──────── Text extract

# The fish of 10,000 casts.



## Blue Pike (Apr 24, 2004)

Well not quite, but it sure took a bunch.

A lot of $ in Musky rods, reels and lures.
About $100 in gas for the truck and boat.
Just under 20 hours(3 Days) of fishing.
Thirteen fallows.
Two raised fish.
One unhooked at the first jump.
Missing a great trip out on Erie for Smallies and Eyes.

I hooked and landed my first musky( mid 30,s) Saturday morning on my forth cast of the day.
Was it worth it? === YES! == I love the smell of Muskies in the morning.


----------



## esox62 (May 19, 2006)

hey congrats to ya! now your in for life...


----------



## crawdiddy (Apr 10, 2006)

where? what lure? congrats. I've caught 1 smaller musky and am trying to learn more and slowly get more gear.


----------



## esoxhunter (Apr 7, 2004)

I LOVE the smell of a musky........the longer you go without that scent, the more you want it


----------



## zachtrouter (May 1, 2006)

Got any pics of that bad boy


----------



## crawdiddy (Apr 10, 2006)

every one says they smell but I don't remember mine smelling. now I REALLY need to get another!!!!!


----------



## Blue Pike (Apr 24, 2004)

fished Clear Fork the last three Saturdays, daylight till noon or so.

────────────────
──────── Stored rows

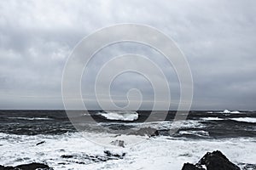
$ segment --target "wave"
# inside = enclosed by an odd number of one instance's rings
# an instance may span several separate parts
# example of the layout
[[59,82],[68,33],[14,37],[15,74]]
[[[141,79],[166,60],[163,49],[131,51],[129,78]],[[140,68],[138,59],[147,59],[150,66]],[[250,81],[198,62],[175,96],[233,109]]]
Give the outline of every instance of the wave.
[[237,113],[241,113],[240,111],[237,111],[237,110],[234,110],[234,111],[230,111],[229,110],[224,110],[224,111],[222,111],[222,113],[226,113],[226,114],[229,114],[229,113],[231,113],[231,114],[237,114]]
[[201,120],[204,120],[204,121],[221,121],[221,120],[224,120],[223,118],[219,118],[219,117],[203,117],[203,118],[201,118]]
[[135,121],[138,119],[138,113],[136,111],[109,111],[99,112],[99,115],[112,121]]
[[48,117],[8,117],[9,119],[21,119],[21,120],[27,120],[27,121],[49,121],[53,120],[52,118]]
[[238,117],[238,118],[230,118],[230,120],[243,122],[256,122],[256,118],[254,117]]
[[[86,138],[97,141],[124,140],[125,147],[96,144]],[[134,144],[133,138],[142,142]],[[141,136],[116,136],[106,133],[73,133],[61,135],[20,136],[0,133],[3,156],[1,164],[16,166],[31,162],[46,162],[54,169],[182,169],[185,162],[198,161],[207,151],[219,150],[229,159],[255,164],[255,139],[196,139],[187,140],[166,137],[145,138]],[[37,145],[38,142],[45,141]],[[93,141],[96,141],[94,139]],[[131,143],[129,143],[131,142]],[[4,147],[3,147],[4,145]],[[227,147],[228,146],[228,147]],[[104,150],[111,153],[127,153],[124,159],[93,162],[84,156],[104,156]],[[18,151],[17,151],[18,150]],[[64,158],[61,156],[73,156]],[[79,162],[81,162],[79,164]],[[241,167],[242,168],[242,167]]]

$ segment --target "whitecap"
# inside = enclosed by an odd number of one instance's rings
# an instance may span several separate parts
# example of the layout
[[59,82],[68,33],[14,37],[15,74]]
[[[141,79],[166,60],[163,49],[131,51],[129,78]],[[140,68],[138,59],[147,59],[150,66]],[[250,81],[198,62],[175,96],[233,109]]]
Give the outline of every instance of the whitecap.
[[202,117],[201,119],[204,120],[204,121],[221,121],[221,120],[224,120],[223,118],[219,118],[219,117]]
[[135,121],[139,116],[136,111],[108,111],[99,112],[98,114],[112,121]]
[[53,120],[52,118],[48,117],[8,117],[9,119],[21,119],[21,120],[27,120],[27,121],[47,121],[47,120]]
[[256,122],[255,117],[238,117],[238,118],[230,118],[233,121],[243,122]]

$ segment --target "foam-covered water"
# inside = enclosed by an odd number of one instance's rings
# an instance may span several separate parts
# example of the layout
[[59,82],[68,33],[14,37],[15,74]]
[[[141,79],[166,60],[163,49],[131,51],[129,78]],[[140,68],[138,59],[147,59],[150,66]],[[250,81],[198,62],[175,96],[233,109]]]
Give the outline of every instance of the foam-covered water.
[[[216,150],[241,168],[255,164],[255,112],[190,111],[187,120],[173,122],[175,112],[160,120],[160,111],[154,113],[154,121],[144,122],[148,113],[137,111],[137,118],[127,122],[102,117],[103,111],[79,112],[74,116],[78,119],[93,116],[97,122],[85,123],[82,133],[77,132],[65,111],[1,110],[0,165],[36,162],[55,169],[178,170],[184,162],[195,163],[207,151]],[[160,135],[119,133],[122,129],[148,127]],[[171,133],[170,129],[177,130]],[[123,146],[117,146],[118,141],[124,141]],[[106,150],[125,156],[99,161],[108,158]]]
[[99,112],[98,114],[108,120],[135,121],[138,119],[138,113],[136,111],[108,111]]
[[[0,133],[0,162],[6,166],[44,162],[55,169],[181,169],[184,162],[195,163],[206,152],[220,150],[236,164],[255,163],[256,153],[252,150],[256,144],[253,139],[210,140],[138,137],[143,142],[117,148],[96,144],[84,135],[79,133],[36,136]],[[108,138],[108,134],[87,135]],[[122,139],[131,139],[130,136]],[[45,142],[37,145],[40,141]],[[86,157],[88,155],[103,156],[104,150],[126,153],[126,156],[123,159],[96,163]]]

────────────────
──────── Stored rows

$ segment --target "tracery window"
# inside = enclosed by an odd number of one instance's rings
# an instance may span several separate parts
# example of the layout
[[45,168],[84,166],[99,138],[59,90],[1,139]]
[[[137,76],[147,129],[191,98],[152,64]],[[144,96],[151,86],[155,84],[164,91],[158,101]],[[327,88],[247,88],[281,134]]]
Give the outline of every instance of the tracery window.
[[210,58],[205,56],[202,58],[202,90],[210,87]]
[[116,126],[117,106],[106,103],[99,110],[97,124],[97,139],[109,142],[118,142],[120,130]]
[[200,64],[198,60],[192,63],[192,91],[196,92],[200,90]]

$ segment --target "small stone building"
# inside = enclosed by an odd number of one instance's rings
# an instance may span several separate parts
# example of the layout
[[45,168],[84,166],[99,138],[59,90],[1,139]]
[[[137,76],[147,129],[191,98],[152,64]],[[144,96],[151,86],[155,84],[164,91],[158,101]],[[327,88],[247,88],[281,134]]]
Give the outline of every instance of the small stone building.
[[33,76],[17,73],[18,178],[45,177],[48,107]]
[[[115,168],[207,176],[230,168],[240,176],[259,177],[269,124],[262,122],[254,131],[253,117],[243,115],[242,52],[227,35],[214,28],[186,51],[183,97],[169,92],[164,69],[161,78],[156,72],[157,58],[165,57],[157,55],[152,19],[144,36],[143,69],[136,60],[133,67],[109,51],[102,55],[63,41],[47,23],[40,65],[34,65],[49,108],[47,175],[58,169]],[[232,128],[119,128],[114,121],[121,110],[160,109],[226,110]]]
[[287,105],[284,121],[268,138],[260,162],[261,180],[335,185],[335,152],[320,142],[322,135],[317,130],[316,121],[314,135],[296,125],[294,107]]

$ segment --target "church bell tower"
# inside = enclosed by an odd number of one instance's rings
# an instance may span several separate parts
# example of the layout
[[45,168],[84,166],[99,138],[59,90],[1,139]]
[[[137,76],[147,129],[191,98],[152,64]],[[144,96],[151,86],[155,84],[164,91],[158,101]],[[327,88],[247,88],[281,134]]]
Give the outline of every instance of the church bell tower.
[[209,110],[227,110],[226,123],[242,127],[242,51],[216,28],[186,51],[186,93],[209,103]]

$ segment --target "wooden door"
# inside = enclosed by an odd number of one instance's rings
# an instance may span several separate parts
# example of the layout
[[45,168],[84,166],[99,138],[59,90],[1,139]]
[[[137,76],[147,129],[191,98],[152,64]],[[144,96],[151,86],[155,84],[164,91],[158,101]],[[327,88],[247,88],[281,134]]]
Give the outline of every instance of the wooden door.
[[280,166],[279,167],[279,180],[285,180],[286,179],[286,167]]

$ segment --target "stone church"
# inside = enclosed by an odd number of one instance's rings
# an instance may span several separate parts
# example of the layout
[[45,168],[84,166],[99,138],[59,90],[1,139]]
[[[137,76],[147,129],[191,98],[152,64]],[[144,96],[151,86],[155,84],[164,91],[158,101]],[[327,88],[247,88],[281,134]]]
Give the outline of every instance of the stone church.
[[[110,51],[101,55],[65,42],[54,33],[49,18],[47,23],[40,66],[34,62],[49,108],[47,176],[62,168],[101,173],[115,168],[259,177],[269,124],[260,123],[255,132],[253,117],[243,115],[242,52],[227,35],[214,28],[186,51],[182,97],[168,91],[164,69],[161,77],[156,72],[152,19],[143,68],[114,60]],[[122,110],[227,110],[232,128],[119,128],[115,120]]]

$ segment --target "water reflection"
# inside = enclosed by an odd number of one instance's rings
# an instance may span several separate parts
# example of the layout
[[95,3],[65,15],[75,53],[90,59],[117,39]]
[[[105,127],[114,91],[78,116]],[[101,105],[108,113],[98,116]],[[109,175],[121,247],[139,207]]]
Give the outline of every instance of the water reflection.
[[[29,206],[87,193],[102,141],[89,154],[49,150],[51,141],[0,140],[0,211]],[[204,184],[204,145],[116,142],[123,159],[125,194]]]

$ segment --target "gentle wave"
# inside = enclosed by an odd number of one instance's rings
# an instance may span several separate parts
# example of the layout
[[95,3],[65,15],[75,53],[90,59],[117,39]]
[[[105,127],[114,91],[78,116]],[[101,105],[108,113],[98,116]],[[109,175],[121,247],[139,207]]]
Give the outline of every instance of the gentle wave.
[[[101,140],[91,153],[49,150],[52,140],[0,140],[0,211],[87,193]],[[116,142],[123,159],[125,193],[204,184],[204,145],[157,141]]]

────────────────

**Exercises:**
**A.** Rewrite the passage of the musky fishing thread that begins at the words "Well not quite, but" and stops after "Thirteen fallows.", putting "fuel" in place of "gas".
**B.** Extend the musky fishing thread, picking up after the final sentence of its last post.

**Answers to the exercises:**
**A.**
Well not quite, but it sure took a bunch.

A lot of $ in Musky rods, reels and lures.
About $100 in fuel for the truck and boat.
Just under 20 hours(3 Days) of fishing.
Thirteen fallows.

**B.**
Worked the deep edge of the weed beds. For the most part used spinnerbaits in the 2oz. size.
Hooked up on two fish with the same spinnerbait. A Grim Reaper Hot One --- Black and white with two nickel willows, Grim Reaper call it a Crappie, it's #64 at Rollie & Helen's web site.
No pictures.


----------



## cummins_man (May 16, 2006)

Good Job ! 

Putting in the time and being in the right place, it's sure fun!

If the wife knew how much money I had in gear, she'd go buy a new car to get even. Did you pick up a lot of pike in those three days too?

edit - PS: If you like the spinner bait fishing I'll take a picture of my favorite brand of muskie spinners. You won't have any missed hookups because of the hook design. I'll add the info tonight if I can.


----------



## awfootball (Aug 10, 2005)

iv been catching them very well while trolling 2 three inch all white crankbaits on 20lbs line running about 4-7ft deep in about 15 ft of water and going 2.5-3mph. iv caught all of them trolling just pass a marker in the water this has produced a lot of fish for me


----------



## FutureClassicChamp (Jan 16, 2006)

awfootball said:


> iv been catching them very well while trolling 2 three inch all white crankbaits on 20lbs line running about 4-7ft deep in about 15 ft of water and going 2.5-3mph. iv caught all of them trolling just pass a marker in the water this has produced a lot of fish for me


what species were you targeting?



Nice Job Blue....Congrats!


----------



## Dixie Chicken (Nov 12, 2004)

The smell is one of a kind! I just got back from Lake St. Clair. Had a good trip. I about lost it while they stuck me in the corner of the boat for photos!
Bad bad stuff!
DC


----------



## FutureClassicChamp (Jan 16, 2006)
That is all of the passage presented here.